§ **Requirements**
Could you reproduce all of the records below with every "cherry tomato" switched to "grape tomato", leaving everything else as it is and omitting the pictures?

§ **Entries**
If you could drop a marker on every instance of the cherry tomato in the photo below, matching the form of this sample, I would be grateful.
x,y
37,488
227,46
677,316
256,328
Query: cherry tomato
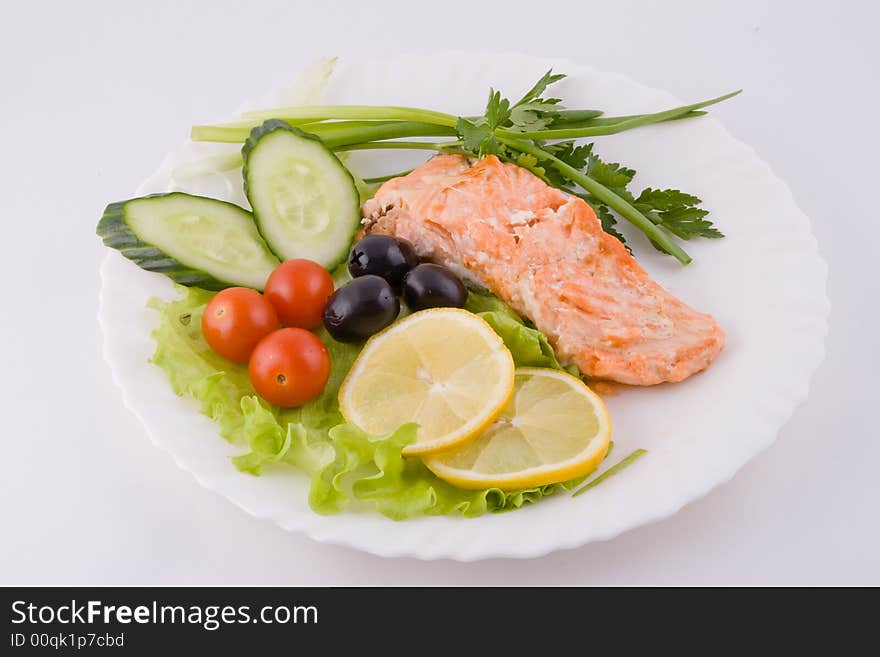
x,y
289,367
235,320
299,289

§ **Solution to the problem**
If you could drop a marker on every instance of the grape tomato in the photo below, matching the form of this sample, I would be grateful.
x,y
37,488
227,46
677,316
256,328
Query: grape tomato
x,y
289,367
235,320
299,289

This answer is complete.